-- Teks Sumber --
Kamis, 26 Juni 2014

Memilih Sekolah

Oleh : Sidiq Wachyono
           Guru SMA di Kabupaten Bandung Barat
          Artikel ini pernah dimuat di rubrik Forum Guru
          Koran Pikiran Rakyat, Kamis 26 Juni 2014

Pada akhir tahun pelajaran dan memasuki awal tahun pelajaran baru, orangtua mulai sibuk mencari sekolah bagi putra-putrinya, baik yang baru menginjak bangku persekolahan maupun yang naik ke jenjang pendidikan lebih tinggi. Hal yang menjadi pertimbangan orangtua dalam mencari sekolah adalah dalam pemilihan sekolah yang berkualitas.
Pada dasarnya, sekolah-sekolah yang ada di lingkungan pendidikan kita mengemban visi dan misi pendidikan nasional. Setiap sekolah berfungsi mencerdaskan kehidupan bangsa dan bertujuan mengembangkan potensi peserta didik agar menjadi manusia yang beriman dan bertakwa kepada Tuhan Yang Maha Esa, berakhlak mulia, sehat, berilmu, cakap, kreatif, mandiri, dan menjadi warga Negara yang demokratis serta bertanggung jawab.
Menurut pasal  Undang-Undang Nomor 20 Tahun 2003 tentang Sistem Pendidikan Nasional, orangtua berhak berperan serta dalam memilih satuan pendidikan dan memperoleh informasi tentang perkembangan pendidikan anaknya. Satuan pendidikan yang akan dipilih atau diminati orangtua, sangat tergantung dari sudut pandang penilaian orangtua dan masyarakat terhadap kualias satuan pendidikan tersebut.
Dari hasil penelitian, terdapat beberapa faktor yang mempengaruhi hasil belajar siswa dalam proses pembelajaran di sekolah, yakni kurikulum, kompetensi guru, sarana prasarana, lingkungan sekolah, dan evaluasi. Hal tersebut dapat dijadikan pedoman orangtua dalam memilih sekolah untuk putra-putrinya.
Para orangtua dalam memilih sekolah perlu mengetahui kurikulum yang dilaksanakan oleh sekolah tersebut. Kurikulum yang menerapkan pendidikan karakter dan sikap, sebaiknya lebih diutamakan. Lihat pula kompetensi gurunya apakah sudah profesional atau belum, gurunya berkarakter baik atau tidak. Coba cari tahu juga kehadiran gurunya di kelas, dan proses pembelajaran yang berlangsung.
Orangtua hendaknya memperhatikan sarana dan prasarana yang tersedia di sekolah yang akan dituju, karena itu diperlukan dalam menunjang kegiatan belajar mengajar. Selanjutnya perhatikan kultur sekolah, berupa lingkungan sekolah. Pilihlah sekolah yang dapat menjamin keamanan dan keselamatan siswanya, serta dapat menciptakan lingkungan pendidikan yang nyaman. Evaluasi yang dilakukan di sekolah yang akan dituju sebaiknya diketahui juga. Evaluasi yang baik, dilakukan secara multidimensi dengan memperhatikan aspek kognitif, afektif, psikomotorik dan berlangsung secara jujur.

-- Soal Latihan 1 --
Salin ulang tanpa perubahan bagian daftar yang dimulai dari baris yang memuat "Exercise. Pick out the antenna" hingga akhir daftar.

-- Data yang Diberikan --

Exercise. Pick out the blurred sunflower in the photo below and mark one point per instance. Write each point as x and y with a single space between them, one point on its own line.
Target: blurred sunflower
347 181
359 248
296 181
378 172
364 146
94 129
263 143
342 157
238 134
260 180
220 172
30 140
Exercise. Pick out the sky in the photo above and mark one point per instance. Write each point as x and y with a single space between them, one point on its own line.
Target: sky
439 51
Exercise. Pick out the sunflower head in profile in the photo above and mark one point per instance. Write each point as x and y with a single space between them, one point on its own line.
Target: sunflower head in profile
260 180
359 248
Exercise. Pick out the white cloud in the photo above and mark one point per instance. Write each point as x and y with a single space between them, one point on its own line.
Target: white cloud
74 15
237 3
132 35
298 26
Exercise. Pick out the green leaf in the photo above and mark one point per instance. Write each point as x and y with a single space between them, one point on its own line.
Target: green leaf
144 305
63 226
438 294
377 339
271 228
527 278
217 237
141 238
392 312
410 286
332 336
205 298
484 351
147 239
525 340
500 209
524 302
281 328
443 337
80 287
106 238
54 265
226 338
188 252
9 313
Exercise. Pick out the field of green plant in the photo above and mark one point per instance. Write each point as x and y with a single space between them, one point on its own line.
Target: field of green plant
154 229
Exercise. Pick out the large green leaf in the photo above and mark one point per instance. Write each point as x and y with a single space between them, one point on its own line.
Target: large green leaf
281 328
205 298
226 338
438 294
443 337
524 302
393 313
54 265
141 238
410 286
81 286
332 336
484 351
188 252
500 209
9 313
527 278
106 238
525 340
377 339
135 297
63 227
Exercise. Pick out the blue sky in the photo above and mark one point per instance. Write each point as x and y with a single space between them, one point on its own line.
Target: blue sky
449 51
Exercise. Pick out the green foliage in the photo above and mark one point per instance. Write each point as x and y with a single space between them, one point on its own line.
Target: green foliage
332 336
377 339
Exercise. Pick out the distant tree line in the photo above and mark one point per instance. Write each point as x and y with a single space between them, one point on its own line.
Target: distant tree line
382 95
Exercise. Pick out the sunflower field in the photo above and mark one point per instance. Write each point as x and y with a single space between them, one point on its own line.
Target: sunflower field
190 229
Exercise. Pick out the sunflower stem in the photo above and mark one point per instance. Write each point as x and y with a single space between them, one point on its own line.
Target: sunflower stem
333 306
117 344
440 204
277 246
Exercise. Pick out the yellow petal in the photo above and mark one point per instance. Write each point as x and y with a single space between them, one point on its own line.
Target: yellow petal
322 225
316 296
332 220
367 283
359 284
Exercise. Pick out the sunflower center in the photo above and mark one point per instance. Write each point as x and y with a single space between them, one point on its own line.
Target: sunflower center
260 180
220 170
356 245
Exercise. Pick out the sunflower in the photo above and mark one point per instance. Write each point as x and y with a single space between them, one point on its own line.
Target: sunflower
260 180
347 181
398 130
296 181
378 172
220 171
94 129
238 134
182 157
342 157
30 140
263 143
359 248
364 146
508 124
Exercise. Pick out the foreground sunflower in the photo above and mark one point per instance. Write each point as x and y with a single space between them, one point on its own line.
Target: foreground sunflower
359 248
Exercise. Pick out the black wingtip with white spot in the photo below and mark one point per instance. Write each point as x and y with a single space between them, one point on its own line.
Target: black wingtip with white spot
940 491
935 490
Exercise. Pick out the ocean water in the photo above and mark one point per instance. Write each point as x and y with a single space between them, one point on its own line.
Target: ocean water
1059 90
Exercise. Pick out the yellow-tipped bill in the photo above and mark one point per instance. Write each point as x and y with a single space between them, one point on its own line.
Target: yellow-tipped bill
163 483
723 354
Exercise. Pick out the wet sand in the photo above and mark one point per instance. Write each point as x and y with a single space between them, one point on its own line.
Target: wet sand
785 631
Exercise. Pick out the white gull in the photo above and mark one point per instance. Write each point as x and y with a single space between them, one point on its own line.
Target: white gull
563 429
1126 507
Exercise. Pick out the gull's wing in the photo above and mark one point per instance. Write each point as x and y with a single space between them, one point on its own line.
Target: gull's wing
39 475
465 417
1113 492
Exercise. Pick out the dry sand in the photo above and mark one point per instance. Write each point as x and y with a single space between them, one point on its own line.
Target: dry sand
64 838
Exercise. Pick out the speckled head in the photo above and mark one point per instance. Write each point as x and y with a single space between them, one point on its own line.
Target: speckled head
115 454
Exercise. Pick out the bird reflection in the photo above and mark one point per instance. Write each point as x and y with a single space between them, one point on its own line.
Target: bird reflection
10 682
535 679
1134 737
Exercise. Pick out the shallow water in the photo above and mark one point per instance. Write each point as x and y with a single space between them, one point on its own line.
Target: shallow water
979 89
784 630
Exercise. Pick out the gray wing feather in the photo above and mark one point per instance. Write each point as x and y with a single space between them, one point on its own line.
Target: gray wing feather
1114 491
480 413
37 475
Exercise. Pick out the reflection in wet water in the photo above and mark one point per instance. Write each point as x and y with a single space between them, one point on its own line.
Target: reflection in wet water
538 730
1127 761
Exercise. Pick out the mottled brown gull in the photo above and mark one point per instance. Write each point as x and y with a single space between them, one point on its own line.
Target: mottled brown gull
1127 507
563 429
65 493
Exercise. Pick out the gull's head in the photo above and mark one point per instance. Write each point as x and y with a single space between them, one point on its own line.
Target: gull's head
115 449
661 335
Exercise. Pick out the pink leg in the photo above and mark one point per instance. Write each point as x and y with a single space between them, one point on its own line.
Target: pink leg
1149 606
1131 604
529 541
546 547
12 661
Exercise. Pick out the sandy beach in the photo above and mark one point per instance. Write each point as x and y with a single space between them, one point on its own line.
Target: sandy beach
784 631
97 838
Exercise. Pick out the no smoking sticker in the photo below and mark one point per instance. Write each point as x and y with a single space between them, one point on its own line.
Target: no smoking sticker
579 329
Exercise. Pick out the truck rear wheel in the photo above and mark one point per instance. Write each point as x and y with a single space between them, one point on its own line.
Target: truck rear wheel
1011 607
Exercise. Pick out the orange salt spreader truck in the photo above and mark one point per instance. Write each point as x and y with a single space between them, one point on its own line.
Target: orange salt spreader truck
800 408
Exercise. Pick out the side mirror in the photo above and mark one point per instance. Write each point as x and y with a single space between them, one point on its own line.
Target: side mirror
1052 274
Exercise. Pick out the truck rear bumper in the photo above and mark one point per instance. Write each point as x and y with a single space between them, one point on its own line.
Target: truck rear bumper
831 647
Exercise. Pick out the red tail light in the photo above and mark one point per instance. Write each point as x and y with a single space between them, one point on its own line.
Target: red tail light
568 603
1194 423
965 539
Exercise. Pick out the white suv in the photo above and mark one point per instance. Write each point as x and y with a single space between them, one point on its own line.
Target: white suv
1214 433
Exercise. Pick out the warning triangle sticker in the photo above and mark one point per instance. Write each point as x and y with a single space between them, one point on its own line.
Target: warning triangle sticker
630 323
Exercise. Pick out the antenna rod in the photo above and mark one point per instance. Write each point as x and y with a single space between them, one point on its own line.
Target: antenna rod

-- Soal Latihan 2 --
Tulis kembali bagian artikel tentang memilih sekolah yang diawali dengan kata-kata "Pada akhir tahun" dan diakhiri dengan "sekolah yang berkualitas.", dengan setiap "putra-putrinya" diganti menjadi "anak-anaknya".

-- Jawaban Latihan 1 --
Exercise. Pick out the antenna rod in the photo above and mark one point per instance. Write each point as x and y with a single space between them, one point on its own line.
Target: antenna rod

-- Jawaban Latihan 2 --
Pada akhir tahun pelajaran dan memasuki awal tahun pelajaran baru, orangtua mulai sibuk mencari sekolah bagi anak-anaknya, baik yang baru menginjak bangku persekolahan maupun yang naik ke jenjang pendidikan lebih tinggi. Hal yang menjadi pertimbangan orangtua dalam mencari sekolah adalah dalam pemilihan sekolah yang berkualitas.